## ASSIGNMENT 1
Answer these questions from the judgment excerpt.
(a) On what date was the email by which the Federal Court registry sent the assessors' written opinions to the parties?
(b) On what date did the appellant file the softcopies of the written opinions by a second supplemental record of appeal?
(c) Which paragraph of the learned Judge's grounds of decision did the State Legal Advisor cite as showing compliance with s 40C?
## ASSIGNMENT 2
Duplicate the part of the judgment excerpt that opens with the words containing "[18] In any" and closes with "records of appeal.".

## DOCUMENT PASSAGE

*****

40C. Opinion of assessors

The opinion of each assessor on the various heads of compensation claimed by all persons interested shall be given in writing and shall be recorded by the Judge.

[14] Aside from requiring written opinions from the assessors, the learned Judge is required to record those written opinions.

[15] We were of the opinion that until the actual status of s 40C was established one way or another, we would be hampered in hearing and dealing with the issues posed. We therefore directed the registry of the Federal Court to request from the registry of the High Court for sight of the written opinions of the two assessors. This direction was duly carried out and as soon as the written opinions were procured, the registry of the Federal Court sent them to the parties vide email dated 7 September 2023. On 5 October 2023, the appellant filed a supplementary record of appeal containing these opinions. On 6 October 2023, softcopies of the written opinions were filed by the appellant vide a second supplemental record of appeal.

[16] Further submissions were then filed by the respective parties, addressing these written opinions.

[17] The appellant questioned the validity of these written opinions, going as far as to suggest that these opinions may not have been prepared at the material time or even authored by the assessors who attended the land reference proceedings as a different name appeared on the opinion that was made available. According to the appellant, the copies which were made available were also not scanned copies of a physical copy but were in fact conversions from word format to PDF format, suggesting that soft copies instead of physical copies were prepared.

[18] In any case, there were contradictions between the views expressed in these opinions and what was attributed to the assessors in the grounds of decision of the learned Judge, especially in the matter of costs of preliminary works. It was also argued that these written opinions ought to have been available to the parties, at the very least, for subsequent inclusion in the records of appeal.

[19] In response, the learned State Legal Advisor appearing for the 1st respondent submitted that there was compliance of s 40C as seen from para 67 of the grounds of decision of the learned Judge. This is despite his office, admittedly, having never had sight of the opinions until provided for as directed by this Court.

*****

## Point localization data

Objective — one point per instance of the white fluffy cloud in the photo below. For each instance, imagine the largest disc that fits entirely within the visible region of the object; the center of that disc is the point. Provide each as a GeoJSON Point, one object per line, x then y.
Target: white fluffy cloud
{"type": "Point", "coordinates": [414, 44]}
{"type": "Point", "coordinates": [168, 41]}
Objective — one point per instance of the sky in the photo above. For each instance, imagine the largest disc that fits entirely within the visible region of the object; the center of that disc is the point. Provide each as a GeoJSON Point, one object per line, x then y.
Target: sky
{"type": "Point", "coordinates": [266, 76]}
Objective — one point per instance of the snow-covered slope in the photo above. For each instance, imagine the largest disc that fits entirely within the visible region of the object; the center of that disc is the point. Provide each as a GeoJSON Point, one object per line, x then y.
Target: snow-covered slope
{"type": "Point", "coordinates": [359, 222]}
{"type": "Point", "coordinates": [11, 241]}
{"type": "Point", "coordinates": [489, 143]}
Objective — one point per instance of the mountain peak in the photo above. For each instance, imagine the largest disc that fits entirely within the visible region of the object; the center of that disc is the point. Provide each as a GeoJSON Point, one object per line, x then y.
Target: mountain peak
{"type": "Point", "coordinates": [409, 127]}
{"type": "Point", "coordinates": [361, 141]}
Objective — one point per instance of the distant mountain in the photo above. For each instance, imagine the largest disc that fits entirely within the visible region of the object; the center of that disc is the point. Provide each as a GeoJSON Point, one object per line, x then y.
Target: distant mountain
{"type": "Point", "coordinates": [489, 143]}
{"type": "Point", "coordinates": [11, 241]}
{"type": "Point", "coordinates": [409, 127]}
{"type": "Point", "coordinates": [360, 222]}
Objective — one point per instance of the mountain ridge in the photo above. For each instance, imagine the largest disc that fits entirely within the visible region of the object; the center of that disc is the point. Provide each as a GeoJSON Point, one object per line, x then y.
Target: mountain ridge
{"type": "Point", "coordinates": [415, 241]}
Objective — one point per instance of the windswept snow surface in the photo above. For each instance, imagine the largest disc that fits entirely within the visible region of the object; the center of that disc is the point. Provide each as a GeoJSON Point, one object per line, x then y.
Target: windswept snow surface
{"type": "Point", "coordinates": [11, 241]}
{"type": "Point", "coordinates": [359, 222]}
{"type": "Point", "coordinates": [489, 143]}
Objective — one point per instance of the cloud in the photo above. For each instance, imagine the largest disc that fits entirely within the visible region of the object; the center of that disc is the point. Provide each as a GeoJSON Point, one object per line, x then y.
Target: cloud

*****

## EXERCISE RESPONSE 1
(a) 7 September 2023
(b) 6 October 2023
(c) Para 67

## EXERCISE RESPONSE 2
[18] In any case, there were contradictions between the views expressed in these opinions and what was attributed to the assessors in the grounds of decision of the learned Judge, especially in the matter of costs of preliminary works. It was also argued that these written opinions ought to have been available to the parties, at the very least, for subsequent inclusion in the records of appeal.